What the task requires
List each line of the records below that contains the word "target", copying every such line in full.
########################################
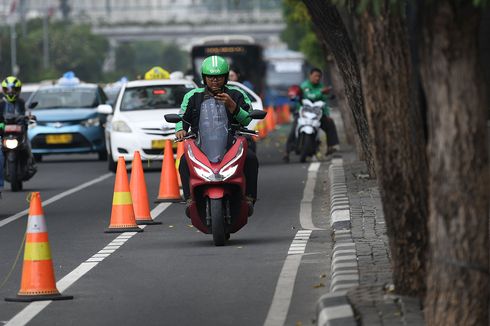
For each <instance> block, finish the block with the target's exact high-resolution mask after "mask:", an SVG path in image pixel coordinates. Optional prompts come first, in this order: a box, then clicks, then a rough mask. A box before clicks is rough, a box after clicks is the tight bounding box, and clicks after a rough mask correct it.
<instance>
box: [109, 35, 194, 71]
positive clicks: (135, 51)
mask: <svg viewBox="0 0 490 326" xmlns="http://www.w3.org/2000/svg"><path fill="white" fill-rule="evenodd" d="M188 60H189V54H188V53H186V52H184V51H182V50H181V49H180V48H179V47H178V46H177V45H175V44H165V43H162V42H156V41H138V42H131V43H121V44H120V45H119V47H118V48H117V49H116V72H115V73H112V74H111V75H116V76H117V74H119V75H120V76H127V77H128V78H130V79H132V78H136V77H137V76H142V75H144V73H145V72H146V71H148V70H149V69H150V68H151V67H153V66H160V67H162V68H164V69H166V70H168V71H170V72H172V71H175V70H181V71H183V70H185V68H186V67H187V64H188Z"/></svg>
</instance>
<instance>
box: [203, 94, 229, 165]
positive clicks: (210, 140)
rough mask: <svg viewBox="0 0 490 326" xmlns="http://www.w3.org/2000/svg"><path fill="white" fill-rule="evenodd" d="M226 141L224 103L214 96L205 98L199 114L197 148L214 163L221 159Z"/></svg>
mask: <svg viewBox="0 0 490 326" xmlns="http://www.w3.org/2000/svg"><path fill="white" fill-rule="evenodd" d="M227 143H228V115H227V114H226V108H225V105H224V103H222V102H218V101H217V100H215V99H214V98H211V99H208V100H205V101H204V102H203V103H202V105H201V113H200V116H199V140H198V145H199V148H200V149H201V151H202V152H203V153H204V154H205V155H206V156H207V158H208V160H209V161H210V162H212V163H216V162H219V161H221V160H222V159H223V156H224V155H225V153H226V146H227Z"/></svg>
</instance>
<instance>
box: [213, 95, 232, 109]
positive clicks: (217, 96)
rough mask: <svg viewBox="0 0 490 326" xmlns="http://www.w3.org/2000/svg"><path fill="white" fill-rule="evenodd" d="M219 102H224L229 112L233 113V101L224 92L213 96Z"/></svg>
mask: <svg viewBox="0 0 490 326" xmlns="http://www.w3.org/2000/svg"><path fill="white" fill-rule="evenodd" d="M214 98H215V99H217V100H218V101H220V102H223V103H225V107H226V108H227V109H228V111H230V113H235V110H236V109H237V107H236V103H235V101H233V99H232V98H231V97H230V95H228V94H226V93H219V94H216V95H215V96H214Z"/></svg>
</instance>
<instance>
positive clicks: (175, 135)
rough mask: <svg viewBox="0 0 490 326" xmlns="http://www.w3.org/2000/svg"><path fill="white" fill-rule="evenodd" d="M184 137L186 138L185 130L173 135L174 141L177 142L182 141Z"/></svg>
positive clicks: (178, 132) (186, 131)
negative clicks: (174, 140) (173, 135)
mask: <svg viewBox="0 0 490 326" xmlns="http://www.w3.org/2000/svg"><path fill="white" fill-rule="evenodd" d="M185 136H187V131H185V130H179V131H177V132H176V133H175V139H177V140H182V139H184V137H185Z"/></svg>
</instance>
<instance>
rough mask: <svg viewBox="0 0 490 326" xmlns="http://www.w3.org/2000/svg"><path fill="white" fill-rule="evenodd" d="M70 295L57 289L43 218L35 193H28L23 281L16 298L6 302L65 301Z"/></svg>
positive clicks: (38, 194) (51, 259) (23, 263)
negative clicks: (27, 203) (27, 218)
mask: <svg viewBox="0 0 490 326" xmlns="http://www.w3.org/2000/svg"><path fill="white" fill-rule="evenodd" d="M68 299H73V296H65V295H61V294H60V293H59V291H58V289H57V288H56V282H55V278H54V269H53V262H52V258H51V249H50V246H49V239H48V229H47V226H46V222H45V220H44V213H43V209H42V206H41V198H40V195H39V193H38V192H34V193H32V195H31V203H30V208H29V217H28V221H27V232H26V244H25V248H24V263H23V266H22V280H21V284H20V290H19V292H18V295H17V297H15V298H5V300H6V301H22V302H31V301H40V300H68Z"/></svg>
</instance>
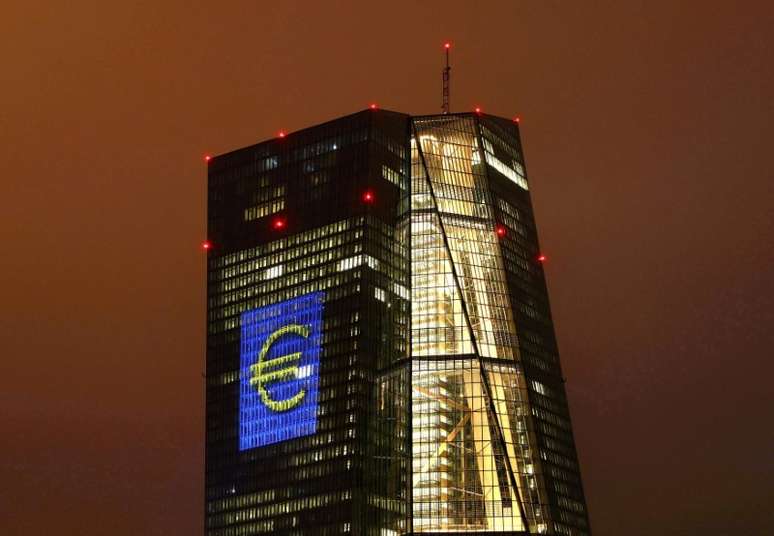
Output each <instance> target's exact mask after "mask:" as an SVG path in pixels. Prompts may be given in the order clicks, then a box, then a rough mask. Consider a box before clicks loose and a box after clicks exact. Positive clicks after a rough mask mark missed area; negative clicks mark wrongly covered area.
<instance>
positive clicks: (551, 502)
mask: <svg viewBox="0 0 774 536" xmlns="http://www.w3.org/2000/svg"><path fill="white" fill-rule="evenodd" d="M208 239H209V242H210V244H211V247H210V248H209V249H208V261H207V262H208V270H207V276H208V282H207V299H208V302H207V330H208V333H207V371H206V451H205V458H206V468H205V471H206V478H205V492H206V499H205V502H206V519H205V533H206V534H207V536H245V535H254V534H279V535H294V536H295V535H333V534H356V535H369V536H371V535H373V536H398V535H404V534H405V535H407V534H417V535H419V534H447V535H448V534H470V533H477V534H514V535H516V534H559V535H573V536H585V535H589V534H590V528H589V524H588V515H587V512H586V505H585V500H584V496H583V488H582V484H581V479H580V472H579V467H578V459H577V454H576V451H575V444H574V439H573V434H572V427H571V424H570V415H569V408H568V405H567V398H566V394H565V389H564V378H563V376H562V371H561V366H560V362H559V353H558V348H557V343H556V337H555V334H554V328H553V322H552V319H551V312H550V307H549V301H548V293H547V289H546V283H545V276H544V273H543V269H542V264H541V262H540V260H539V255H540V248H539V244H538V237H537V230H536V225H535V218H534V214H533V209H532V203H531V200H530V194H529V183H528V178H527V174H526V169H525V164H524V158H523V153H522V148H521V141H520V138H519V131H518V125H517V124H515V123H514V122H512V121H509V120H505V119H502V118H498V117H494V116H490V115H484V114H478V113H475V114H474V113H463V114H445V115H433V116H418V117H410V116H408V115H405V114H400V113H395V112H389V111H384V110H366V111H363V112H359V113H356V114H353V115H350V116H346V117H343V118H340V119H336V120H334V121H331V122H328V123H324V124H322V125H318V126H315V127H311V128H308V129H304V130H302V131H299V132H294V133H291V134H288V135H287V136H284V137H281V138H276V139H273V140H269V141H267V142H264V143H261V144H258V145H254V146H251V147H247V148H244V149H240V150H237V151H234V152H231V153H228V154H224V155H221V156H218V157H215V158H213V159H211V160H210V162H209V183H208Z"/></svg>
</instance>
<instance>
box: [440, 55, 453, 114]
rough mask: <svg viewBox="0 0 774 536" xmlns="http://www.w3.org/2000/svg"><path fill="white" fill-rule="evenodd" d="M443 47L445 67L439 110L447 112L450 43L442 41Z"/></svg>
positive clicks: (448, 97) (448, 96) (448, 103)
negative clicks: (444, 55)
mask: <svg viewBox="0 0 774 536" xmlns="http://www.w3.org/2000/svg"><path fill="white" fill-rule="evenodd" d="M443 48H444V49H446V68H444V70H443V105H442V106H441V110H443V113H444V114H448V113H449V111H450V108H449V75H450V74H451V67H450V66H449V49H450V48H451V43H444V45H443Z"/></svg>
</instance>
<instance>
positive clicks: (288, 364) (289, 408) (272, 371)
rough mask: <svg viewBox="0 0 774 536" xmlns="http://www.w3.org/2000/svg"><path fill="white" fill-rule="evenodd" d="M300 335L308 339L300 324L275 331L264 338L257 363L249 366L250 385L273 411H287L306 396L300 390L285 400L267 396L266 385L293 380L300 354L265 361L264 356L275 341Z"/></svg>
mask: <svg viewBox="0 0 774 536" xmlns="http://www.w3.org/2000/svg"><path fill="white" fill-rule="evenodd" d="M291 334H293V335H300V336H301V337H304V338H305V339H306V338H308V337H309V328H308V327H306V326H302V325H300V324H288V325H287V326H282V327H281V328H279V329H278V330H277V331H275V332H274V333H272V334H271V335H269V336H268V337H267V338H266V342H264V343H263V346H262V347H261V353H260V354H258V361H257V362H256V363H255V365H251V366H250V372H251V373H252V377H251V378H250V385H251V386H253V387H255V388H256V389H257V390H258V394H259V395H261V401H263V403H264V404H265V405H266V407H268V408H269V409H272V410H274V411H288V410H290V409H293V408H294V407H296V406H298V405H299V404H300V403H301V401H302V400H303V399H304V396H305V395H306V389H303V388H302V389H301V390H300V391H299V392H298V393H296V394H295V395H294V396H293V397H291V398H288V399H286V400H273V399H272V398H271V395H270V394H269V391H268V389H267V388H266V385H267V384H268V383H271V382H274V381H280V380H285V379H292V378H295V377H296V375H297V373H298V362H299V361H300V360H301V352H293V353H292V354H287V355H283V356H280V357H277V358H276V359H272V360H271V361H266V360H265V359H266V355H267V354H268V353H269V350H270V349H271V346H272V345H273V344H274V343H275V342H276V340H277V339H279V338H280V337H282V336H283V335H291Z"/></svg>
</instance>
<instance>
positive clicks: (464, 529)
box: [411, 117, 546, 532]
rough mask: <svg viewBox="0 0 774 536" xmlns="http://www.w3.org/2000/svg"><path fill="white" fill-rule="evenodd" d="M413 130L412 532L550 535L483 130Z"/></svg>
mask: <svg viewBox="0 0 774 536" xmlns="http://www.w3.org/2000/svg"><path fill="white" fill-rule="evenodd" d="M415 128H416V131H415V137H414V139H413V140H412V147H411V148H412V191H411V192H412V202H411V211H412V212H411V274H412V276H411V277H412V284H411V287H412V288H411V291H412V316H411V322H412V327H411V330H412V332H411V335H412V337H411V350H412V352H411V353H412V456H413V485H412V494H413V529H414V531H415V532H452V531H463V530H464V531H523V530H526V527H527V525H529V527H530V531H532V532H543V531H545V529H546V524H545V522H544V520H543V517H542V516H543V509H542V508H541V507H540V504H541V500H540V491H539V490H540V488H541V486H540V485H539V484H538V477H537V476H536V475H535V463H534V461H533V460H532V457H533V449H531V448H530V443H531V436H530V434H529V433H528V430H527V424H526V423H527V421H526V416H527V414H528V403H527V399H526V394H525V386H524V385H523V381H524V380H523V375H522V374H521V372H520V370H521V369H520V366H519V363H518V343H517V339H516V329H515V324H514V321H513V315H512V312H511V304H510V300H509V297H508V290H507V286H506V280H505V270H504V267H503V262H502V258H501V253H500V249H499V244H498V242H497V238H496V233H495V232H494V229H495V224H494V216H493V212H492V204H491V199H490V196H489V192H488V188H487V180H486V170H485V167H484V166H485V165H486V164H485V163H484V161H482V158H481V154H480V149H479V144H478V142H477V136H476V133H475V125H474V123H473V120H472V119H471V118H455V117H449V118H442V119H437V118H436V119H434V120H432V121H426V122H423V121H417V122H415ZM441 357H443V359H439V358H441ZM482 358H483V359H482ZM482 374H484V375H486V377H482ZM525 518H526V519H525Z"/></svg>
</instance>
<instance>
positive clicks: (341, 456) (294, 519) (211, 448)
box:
########################################
Answer to the exercise
For each <instance> block, finish the block with the target's exact high-resolution mask after "mask:", an SVG path in image pixel coordinates. Optional prompts come first, in this order: a box, then clicks, then a rough mask. A box before clicks is rough, a box after clicks is the tight bounding box, and clicks after a rough mask correct it.
Output each <instance> target's exact mask after "mask:" as an SVG path in pixels. Prompts may be given in the order clicks, then a box, then a rough mask. Consider a box before clicks loose and a box after clicks exact. Positive clicks after a rough mask mark missed area; negative clicks mark wrongly covered area.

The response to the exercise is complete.